What the task requires ▸ Lines from the one containing "Segment the long" through the last one in the data below: write them out word for word, and only them.

Records to use ▸
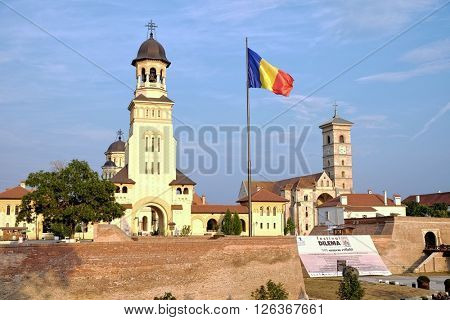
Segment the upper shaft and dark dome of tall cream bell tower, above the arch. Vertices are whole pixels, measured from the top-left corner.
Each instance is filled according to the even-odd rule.
[[[176,140],[173,137],[172,109],[168,98],[166,70],[170,61],[155,39],[156,24],[150,21],[147,40],[139,47],[131,65],[136,69],[135,97],[128,106],[128,176],[136,182],[137,198],[167,192],[176,178]],[[164,200],[170,203],[169,199]]]

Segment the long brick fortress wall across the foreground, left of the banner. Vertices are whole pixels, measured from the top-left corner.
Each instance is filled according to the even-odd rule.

Your solution ▸
Segment the long brick fortress wall across the foreground, left of the banner. Vertices are whole pixels, measured from the top-left corner.
Each instance is filled according to the even-odd rule.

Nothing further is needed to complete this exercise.